━━ Data provided ━━

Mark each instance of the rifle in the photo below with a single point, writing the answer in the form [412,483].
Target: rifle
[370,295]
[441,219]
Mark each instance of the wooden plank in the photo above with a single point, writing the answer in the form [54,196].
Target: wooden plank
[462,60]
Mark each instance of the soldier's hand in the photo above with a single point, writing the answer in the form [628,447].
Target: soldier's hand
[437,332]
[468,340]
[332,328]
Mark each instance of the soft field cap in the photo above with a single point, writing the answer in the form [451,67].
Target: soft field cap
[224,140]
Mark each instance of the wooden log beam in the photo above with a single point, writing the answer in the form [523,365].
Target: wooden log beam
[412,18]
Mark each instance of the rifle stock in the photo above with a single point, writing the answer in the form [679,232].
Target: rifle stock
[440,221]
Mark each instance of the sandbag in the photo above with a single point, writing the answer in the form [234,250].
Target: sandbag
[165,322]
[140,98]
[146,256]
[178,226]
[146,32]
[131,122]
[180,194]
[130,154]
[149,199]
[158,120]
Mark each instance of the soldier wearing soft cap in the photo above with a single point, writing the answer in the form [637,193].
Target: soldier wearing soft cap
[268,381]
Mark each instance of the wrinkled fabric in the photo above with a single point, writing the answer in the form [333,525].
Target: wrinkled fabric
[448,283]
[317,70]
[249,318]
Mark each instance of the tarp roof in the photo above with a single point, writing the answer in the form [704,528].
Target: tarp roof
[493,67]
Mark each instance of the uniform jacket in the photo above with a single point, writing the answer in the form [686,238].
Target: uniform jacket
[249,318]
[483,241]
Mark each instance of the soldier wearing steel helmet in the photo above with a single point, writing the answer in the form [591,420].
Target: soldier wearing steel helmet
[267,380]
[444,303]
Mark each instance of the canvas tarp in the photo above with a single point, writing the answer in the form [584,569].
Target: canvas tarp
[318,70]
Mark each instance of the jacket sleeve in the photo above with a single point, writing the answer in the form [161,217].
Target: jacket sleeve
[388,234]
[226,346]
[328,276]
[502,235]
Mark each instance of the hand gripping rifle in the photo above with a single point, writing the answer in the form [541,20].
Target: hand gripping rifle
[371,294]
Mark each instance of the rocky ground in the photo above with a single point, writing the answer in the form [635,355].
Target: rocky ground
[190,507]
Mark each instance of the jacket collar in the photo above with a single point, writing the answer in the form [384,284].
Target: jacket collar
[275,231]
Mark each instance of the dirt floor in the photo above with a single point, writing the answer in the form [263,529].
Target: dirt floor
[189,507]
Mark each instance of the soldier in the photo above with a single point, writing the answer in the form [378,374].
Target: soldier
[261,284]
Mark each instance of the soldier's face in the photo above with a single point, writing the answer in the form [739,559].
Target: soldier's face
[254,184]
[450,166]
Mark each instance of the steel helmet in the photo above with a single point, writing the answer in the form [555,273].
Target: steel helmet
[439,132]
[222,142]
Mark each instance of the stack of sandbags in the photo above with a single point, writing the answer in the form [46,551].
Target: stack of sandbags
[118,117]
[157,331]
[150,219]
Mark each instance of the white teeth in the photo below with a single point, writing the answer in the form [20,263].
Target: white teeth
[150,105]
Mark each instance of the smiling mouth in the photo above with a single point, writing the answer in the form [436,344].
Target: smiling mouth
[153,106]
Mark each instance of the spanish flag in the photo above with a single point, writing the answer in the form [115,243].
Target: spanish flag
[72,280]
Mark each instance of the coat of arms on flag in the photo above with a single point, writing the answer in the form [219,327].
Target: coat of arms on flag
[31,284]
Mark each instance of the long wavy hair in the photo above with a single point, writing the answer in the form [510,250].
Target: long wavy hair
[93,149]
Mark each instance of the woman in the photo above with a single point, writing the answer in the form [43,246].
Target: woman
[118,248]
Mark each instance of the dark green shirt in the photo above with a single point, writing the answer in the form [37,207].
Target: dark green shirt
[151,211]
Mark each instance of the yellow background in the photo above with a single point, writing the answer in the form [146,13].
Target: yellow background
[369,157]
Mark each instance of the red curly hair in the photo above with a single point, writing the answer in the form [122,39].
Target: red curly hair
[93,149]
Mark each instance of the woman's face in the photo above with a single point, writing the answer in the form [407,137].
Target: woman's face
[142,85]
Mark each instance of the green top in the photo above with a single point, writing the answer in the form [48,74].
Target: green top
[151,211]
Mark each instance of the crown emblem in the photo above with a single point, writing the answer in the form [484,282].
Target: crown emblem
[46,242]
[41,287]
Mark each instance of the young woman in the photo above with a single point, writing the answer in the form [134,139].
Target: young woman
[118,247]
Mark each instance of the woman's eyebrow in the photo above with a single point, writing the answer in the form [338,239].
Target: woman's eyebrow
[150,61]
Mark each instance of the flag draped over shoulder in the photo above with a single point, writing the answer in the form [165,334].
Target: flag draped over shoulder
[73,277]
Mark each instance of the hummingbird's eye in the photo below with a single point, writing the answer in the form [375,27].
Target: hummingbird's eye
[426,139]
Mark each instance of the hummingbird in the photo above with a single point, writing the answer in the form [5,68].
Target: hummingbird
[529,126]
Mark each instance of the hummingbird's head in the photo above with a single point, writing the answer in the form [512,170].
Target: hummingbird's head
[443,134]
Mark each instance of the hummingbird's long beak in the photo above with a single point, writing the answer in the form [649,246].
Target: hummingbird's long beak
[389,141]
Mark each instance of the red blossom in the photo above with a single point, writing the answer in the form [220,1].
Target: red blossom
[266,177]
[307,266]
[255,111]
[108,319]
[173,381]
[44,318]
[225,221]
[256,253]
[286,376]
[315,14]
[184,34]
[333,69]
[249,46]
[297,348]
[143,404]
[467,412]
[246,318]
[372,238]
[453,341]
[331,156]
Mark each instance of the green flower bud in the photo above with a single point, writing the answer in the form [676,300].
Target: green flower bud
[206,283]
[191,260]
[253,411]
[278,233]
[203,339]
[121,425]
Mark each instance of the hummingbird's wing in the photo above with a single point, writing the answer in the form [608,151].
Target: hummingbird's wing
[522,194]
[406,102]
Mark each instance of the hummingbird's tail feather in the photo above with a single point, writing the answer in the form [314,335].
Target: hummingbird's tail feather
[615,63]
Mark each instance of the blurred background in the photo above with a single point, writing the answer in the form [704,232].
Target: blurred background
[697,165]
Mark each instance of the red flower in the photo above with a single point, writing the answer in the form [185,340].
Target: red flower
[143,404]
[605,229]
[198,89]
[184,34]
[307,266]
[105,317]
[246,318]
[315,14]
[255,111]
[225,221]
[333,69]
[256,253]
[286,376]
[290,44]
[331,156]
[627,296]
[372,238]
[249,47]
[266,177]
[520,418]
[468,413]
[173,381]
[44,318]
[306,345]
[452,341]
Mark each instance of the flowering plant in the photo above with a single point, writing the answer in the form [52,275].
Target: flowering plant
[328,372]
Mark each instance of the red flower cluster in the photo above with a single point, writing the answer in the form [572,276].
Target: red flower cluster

━━━

▸ **Task directions**: Reproduce the entire listing word for word.

▸ **Result of the task**:
Mark each instance of the rifle in the photo below with a single point, writing the answer in the form [412,483].
Target: rifle
[370,295]
[441,219]
Mark each instance of the wooden plank in the photo above with a single point, writing the answer in the form [54,196].
Target: wooden plank
[462,60]
Mark each instance of the soldier's hand in the photo above with a single point, writing the answer in the form [628,447].
Target: soldier's hand
[437,332]
[468,340]
[332,328]
Mark each instance of the soft field cap in the photo above with a single point, writing the answer in the form [451,67].
Target: soft field cap
[224,140]
Mark each instance of the wooden log beam in the photo above with a single point, writing the answer in the form [523,365].
Target: wooden log beam
[412,18]
Mark each instance of the rifle stock in the photo above with a single point, writing the answer in the form [679,232].
Target: rifle stock
[440,221]
Mark each instance of the sandbag in the photo above with a single point, writing the answer in the form [234,250].
Target: sandbag
[165,322]
[140,98]
[146,256]
[178,226]
[146,32]
[131,122]
[180,194]
[130,154]
[149,199]
[158,120]
Mark each instance of the soldier wearing soft cap in the photo above with a single point, writing the answer in the form [637,193].
Target: soldier wearing soft cap
[268,381]
Mark each instance of the wrinkled fabric in the photo above with a single point, writing the answer in the form [333,525].
Target: wrinkled fabric
[448,283]
[317,70]
[249,318]
Mark each instance of the tarp roof in the photo above with a single point, writing the answer in the form [704,528].
Target: tarp roof
[493,67]
Mark each instance of the uniform jacket in the photo above with a single point, writing the answer in the form [686,238].
Target: uniform jacket
[249,318]
[483,241]
Mark each instance of the soldier wearing steel helmet in the photo above with a single point, writing the answer in the form [591,420].
Target: soldier wearing steel helmet
[267,380]
[444,303]
Mark each instance of the canvas tarp in the photo above with a single point, writing the answer in the form [584,569].
Target: canvas tarp
[318,70]
Mark each instance of the jacket sleeve in the photo above with a single point, writing the answer in the form [161,217].
Target: jacket sleeve
[388,234]
[226,346]
[328,276]
[502,235]
Mark each instance of the hand gripping rifle in the photo above with a single point, writing the answer in the form [541,20].
Target: hand gripping rifle
[371,294]
Mark each instance of the rocky ground in the photo above with a single point, writing the answer in the form [635,355].
Target: rocky ground
[190,507]
Mark each instance of the jacket collar in the photo above with a single point, writing the answer in the form [384,284].
Target: jacket collar
[275,231]
Mark each instance of the dirt floor in the photo above with a single point, writing the answer in the form [263,529].
Target: dirt floor
[189,507]
Mark each instance of the soldier in the photo above with a single point, writing the answer in the form [378,374].
Target: soldier
[261,284]
Mark each instance of the soldier's face in the photo above with a single point, writing the answer in the form [739,559].
Target: soldier's face
[254,184]
[450,166]
Mark each instance of the steel helmet in the photo above with a single point, writing the answer in the form [555,273].
Target: steel helmet
[439,132]
[222,142]
Mark each instance of the stack of sandbags in the photo above with a single point, writing the answer in the form [46,551].
Target: stack of sandbags
[118,117]
[157,331]
[150,219]
Mark each instance of the white teeth in the photo below with a single point, writing the answer in the form [20,263].
Target: white teeth
[150,105]
Mark each instance of the smiling mouth in the photo above with a single point, writing the answer in the form [436,344].
Target: smiling mouth
[153,106]
Mark each instance of the spanish flag in the photo above with a single point, writing the answer in the form [115,243].
Target: spanish flag
[72,280]
Mark each instance of the coat of arms on flag in the photo above with a single point, writing the answer in the form [219,327].
Target: coat of arms on flag
[31,284]
Mark each instance of the long wavy hair in the photo above with a single point, writing the answer in the form [510,250].
Target: long wavy hair
[93,149]
Mark each instance of the woman in the photo above with a single point, writing the answer in the form [43,246].
Target: woman
[118,248]
Mark each instance of the dark green shirt in the photo above with a single point, writing the answer in the form [37,207].
Target: dark green shirt
[151,211]
Mark each instance of the yellow background in the photo above with a single point, writing the answer in the form [146,13].
Target: yellow background
[369,157]
Mark each instance of the red curly hair in the photo above with a single point, writing the answer in the form [122,39].
Target: red curly hair
[93,149]
Mark each instance of the woman's face in the photo above with a single point, writing the answer in the form [407,137].
Target: woman's face
[142,85]
Mark each instance of the green top in the photo above with a single point, writing the answer in the form [48,74].
Target: green top
[151,211]
Mark each instance of the crown emblem in the photo above with a single point, writing the answer in the form [484,282].
Target: crown emblem
[46,242]
[41,287]
Mark each instance of the young woman in the photo above with a single point, writing the answer in the form [134,139].
Target: young woman
[118,247]
Mark each instance of the woman's eyebrow in the photo above with a single point, writing the answer in the form [338,239].
Target: woman's eyebrow
[150,61]
Mark each instance of the flag draped over shoulder in the photo above with a single point, writing the answer in the form [165,334].
Target: flag draped over shoulder
[73,277]
Mark each instance of the hummingbird's eye in the photo below with a single point, writing the answer in the form [375,27].
Target: hummingbird's eye
[426,139]
Mark each instance of the hummingbird in the photo above with a single point, writing the answer in the form [5,68].
Target: hummingbird
[529,126]
Mark each instance of the hummingbird's head in the photo above with a single point, writing the answer in the form [512,170].
Target: hummingbird's head
[443,134]
Mark each instance of the hummingbird's long beak in the photo above with a single point, writing the answer in the form [649,246].
Target: hummingbird's long beak
[389,141]
Mark each instance of the red blossom in the photo above with a single point, writing the answer in the form [220,1].
Target: red blossom
[266,177]
[307,266]
[255,111]
[108,319]
[173,381]
[44,318]
[225,221]
[256,253]
[286,376]
[315,14]
[184,34]
[333,69]
[249,46]
[297,348]
[143,404]
[467,412]
[246,318]
[372,238]
[453,341]
[331,156]
Mark each instance of the green flower bud in the photo above with a single point, writing the answer in the form [676,300].
Target: green flower bud
[206,283]
[191,260]
[253,411]
[278,233]
[203,339]
[121,425]
Mark each instance of the hummingbird's wing in the photo above with a single point, writing the answer in the form [608,151].
Target: hummingbird's wing
[522,194]
[406,102]
Mark each instance of the hummingbird's tail feather in the photo above with a single point, writing the answer in the form [314,335].
Target: hummingbird's tail feather
[615,63]
Mark each instance of the blurred background in the photo above with a single point, writing the answer in the form [704,232].
Target: blurred background
[697,165]
Mark each instance of the red flower in the photo above with a single point, writing the answer in the form [185,340].
Target: red flower
[143,404]
[605,229]
[198,89]
[184,34]
[307,266]
[105,317]
[246,318]
[315,14]
[255,111]
[225,221]
[333,69]
[256,253]
[286,376]
[290,44]
[331,156]
[627,296]
[372,238]
[249,47]
[266,177]
[520,418]
[468,413]
[173,381]
[44,318]
[306,345]
[452,341]
Mark each instance of the flowering plant in the photo above with a single point, writing the answer in the form [52,275].
Target: flowering plant
[328,372]
Mark each instance of the red flower cluster in the photo above with a single point, writing the answer in the form [572,276].
Target: red flower cluster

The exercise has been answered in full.